**Required work:** Lines below starting with the line with "For each target, whether" and going on through the line with "positive clicks: (122, 110)" must be output exactly; the rest of the records must be left out.

**Recorded information:**
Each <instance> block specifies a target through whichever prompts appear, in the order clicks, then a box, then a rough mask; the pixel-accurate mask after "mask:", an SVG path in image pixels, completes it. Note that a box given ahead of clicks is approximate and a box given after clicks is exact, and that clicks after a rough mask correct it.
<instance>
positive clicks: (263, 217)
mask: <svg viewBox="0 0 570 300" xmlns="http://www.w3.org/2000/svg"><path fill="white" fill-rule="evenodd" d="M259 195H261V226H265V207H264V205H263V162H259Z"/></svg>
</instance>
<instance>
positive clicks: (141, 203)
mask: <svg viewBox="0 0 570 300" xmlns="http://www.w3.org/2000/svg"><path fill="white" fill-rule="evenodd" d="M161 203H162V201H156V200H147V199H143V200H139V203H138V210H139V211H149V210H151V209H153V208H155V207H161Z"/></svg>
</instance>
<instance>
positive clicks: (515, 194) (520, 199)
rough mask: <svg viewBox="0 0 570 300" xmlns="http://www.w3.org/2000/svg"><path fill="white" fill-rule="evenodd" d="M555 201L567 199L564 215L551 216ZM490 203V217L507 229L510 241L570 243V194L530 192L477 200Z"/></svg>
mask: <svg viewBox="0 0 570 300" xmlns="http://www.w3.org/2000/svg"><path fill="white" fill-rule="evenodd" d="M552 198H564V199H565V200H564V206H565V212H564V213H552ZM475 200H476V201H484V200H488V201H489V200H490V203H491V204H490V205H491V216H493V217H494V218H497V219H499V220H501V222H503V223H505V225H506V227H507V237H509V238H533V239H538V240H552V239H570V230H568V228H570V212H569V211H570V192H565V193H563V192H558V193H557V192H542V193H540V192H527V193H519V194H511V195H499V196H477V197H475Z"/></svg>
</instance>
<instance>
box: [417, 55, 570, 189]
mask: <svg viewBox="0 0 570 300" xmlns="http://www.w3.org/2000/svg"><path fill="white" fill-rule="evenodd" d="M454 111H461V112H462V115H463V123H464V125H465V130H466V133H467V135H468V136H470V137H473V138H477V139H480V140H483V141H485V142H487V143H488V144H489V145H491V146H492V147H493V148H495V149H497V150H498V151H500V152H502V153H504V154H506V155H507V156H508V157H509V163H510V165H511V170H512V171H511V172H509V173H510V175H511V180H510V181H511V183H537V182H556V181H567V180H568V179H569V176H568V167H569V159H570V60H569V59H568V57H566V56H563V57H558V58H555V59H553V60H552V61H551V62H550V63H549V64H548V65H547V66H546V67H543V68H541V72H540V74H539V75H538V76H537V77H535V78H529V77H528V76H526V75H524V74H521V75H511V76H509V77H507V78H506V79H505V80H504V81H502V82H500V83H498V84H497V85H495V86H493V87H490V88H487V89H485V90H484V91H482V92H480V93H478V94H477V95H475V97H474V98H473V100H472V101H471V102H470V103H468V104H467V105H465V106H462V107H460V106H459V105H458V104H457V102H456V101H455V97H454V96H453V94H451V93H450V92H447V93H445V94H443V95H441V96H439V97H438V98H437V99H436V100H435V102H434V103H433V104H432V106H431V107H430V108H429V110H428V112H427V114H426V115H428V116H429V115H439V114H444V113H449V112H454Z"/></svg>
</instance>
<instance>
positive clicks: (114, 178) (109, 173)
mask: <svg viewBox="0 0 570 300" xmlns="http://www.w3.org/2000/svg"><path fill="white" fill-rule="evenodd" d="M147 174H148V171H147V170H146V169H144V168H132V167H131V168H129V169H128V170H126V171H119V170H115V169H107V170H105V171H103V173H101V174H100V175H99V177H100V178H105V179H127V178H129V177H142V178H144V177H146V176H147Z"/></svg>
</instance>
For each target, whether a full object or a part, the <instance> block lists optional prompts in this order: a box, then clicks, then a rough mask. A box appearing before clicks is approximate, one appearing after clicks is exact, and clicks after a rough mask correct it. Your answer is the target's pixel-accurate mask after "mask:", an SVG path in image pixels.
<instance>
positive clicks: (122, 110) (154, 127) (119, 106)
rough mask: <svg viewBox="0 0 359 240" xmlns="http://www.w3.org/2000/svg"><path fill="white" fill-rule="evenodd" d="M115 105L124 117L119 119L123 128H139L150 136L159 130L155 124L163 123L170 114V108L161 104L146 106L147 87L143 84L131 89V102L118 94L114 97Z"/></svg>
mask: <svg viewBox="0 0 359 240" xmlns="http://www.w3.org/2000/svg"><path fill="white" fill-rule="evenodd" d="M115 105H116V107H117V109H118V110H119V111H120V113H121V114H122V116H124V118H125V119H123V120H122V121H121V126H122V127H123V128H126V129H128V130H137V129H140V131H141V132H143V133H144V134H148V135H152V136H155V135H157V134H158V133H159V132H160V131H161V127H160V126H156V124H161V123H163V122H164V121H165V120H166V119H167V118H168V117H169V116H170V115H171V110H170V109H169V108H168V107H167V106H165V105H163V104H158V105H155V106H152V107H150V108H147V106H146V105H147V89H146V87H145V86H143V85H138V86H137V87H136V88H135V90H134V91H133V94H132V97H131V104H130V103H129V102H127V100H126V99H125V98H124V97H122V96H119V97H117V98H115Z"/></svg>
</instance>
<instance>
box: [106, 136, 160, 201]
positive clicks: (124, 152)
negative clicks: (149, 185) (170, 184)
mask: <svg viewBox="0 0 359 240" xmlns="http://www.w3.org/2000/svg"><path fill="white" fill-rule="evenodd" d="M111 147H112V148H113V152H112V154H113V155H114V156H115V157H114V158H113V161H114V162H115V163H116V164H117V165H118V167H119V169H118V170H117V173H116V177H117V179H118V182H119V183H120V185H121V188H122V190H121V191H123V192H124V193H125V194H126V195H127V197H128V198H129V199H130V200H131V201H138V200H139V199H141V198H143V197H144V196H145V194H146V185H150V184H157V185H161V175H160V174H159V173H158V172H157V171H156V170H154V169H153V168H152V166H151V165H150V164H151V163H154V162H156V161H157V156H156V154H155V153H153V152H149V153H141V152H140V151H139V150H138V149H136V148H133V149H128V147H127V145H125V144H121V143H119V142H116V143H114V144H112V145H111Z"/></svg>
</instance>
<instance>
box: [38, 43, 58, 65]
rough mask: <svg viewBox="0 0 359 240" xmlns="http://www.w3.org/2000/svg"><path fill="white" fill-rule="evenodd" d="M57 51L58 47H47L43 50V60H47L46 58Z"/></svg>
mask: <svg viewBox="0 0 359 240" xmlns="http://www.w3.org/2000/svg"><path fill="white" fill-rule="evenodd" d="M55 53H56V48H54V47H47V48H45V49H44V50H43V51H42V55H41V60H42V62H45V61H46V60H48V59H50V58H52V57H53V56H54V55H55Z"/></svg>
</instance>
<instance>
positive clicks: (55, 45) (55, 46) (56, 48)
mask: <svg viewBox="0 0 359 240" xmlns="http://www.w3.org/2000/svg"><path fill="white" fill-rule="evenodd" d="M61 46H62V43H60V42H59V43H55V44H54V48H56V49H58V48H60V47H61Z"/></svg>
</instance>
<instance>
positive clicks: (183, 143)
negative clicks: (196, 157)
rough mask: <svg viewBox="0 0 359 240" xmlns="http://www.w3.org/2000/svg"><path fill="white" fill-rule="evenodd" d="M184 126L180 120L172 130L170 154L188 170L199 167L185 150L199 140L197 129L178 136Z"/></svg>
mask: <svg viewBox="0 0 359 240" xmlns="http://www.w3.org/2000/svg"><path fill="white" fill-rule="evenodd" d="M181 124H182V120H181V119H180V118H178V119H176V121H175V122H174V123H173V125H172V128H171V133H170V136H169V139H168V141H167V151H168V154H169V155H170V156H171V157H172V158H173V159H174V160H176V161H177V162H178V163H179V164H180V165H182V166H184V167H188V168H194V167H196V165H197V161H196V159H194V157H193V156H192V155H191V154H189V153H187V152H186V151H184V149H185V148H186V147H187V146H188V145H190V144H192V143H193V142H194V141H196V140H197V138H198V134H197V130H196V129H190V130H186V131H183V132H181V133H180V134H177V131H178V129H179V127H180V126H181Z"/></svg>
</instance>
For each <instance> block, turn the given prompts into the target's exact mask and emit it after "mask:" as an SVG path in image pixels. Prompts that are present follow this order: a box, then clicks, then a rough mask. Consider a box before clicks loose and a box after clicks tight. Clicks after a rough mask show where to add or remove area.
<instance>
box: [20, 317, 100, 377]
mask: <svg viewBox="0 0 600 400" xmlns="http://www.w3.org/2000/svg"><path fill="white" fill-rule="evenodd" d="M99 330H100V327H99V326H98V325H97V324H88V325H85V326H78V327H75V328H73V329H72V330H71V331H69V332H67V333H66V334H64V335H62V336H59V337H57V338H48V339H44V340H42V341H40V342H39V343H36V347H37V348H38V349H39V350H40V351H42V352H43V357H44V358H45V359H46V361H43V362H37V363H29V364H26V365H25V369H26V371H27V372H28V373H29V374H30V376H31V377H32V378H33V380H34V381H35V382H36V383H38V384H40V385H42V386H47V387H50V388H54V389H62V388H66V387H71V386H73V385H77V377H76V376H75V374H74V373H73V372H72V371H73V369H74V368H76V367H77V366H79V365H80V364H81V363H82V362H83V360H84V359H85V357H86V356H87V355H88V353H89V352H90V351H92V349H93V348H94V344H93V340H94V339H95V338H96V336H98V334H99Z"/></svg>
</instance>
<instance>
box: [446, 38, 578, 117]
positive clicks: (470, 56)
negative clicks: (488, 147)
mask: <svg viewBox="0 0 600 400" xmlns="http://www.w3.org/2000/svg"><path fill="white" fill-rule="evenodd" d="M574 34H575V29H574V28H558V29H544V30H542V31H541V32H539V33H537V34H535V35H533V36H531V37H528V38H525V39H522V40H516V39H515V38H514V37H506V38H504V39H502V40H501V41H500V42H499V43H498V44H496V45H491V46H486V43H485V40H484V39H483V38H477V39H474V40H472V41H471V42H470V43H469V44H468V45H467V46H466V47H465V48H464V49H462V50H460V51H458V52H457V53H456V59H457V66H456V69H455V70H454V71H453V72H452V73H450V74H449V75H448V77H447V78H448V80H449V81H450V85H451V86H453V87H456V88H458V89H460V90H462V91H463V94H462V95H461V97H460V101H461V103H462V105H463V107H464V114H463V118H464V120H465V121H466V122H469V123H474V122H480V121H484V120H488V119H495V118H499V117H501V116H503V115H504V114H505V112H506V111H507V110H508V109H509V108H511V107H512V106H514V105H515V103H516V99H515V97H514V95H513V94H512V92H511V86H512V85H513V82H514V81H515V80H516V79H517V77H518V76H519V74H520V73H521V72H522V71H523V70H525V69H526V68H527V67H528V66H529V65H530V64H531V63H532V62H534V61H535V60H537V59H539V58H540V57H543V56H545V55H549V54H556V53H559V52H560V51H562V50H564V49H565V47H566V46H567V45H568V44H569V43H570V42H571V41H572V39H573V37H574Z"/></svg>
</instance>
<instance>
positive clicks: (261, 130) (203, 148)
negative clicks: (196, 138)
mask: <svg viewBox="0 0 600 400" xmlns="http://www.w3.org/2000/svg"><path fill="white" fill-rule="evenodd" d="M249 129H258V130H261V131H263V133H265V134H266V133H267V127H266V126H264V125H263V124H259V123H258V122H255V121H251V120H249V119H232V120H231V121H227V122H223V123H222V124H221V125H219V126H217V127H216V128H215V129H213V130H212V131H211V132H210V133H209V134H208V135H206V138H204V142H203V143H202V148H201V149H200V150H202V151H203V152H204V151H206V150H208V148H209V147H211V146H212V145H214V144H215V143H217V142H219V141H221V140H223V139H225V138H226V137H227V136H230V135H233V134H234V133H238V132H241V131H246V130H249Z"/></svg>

**Finished task:**
For each target, whether a full object or a part, the <instance> block lists optional prompts in this order: a box, then clicks, then a rough mask. A box appearing before clicks is approximate, one appearing after clicks is exact, and clicks after a rough mask correct it. Your answer is the target's pixel-accurate mask after "mask:", an SVG path in image pixels.
<instance>
positive clicks: (122, 110) (154, 127) (119, 106)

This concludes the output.